- [Written request 1]: Translate this sentence from the PDFToImage thread into Spanish: "Do I need to do anything in particular to get this to work?"
- [Written request 2]: Copy the PDFToImage thread word for word, between "Posted to users@pdfbox.apache.org" and "this to work?", inclusive.
- [Written request 3]: According to the PDFToImage thread, what does MS Word replace straight quotes and double quotes with?

- [Provided text]:
* * * * * * *
You are viewing a plain text version of this content. The canonical link for it is here.
Posted to users@pdfbox.apache.org by Raval Saurabh <sa...@yahoo.com> on 2010/03/09 21:54:18 UTC

PDFToImage does not work with microsoft created pdf

I am using the PDFToImage which is working for basic PDF documents. 

However, I am trying to use PDFToImage to specifically create image files for PDF's created from MS Office, and that seems to be the problem. It creates image files with whole bunch of '?' characters. So, I thought I would need to install MS fonts on my ubuntu machine, but that did not fix the problem.

Do I need to do anything in particular to get this to work?

I am attaching the PDF file I am trying to convert.

Thanks,
-Saurabh Raval

Re: PDFToImage does not work with microsoft created pdf

Posted by steve poling <sd...@i2k.com>.
'?' characters usually have to do with the character set. MS Word loves 
to take the straight quote and double-quote and replace them with curved 
quotes, aka smart quotes. These are characters beyond the normal ASCII 
character set and when they aren't in whatever character set is being 
used by the renderer you either get '?' or a square box.

Daniel Wilson wrote:
> '?' characters usually do indicate a font problem.  We do have several
> outstanding issues, especially with non-Latin character sets.
>
> What can you tell us about what characters / fonts you're using?
>
> Thanks.
>
> Daniel
>
> On Tue, Mar 9, 2010 at 3:54 PM, Raval Saurabh <sa...@yahoo.com>wrote:
>
>   
>> I am using the PDFToImage which is working for basic PDF documents.
* * * * * * *
- [Material]:

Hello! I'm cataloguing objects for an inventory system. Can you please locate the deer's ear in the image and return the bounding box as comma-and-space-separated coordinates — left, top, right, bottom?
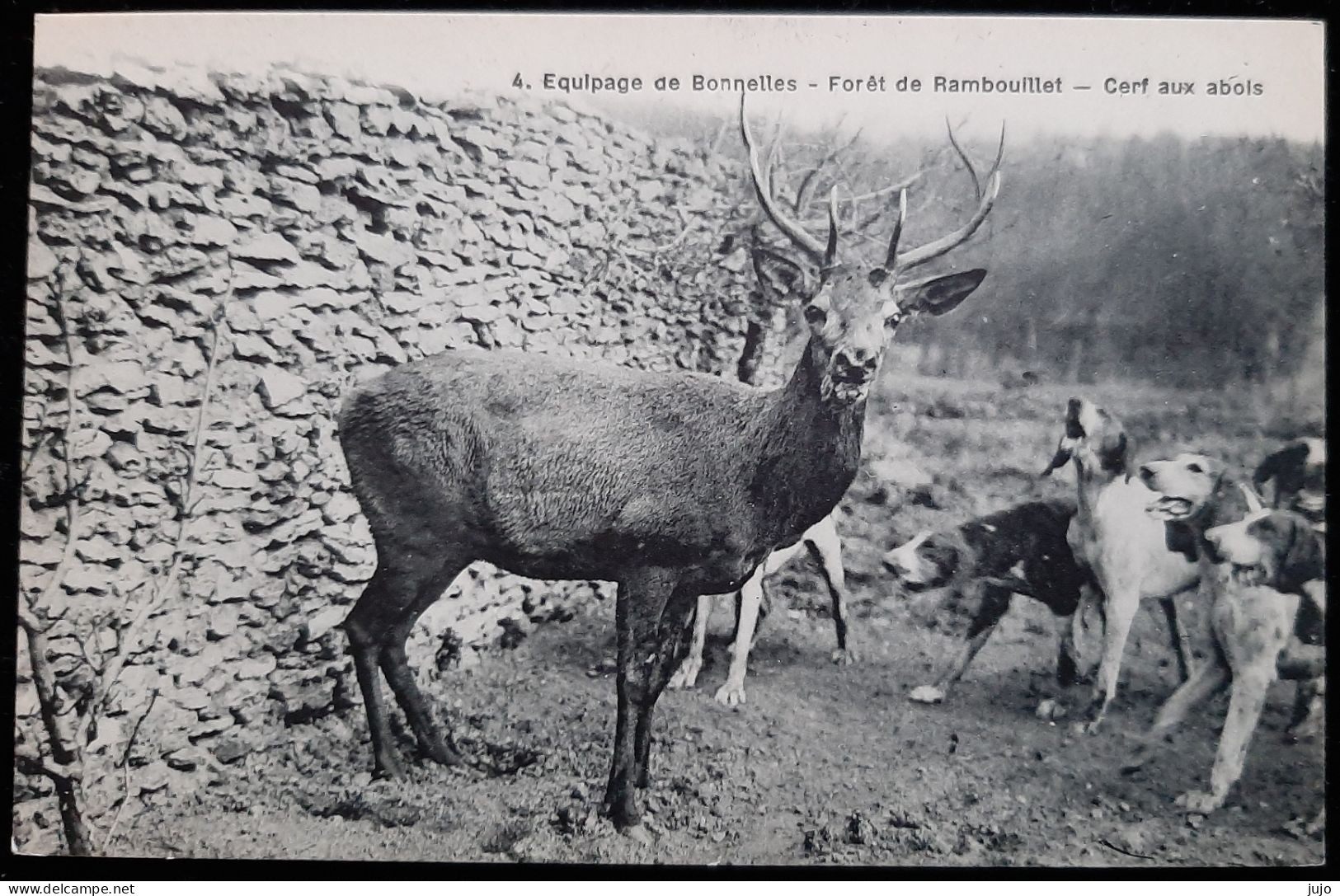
* * * * * * *
- [Exercise answer 1]: ¿Necesito hacer algo en particular para que esto funcione?

- [Exercise answer 2]:
Posted to users@pdfbox.apache.org by Raval Saurabh <sa...@yahoo.com> on 2010/03/09 21:54:18 UTC

PDFToImage does not work with microsoft created pdf

I am using the PDFToImage which is working for basic PDF documents. 

However, I am trying to use PDFToImage to specifically create image files for PDF's created from MS Office, and that seems to be the problem. It creates image files with whole bunch of '?' characters. So, I thought I would need to install MS fonts on my ubuntu machine, but that did not fix the problem.

Do I need to do anything in particular to get this to work?

- [Exercise answer 3]: Curved quotes, also known as smart quotes.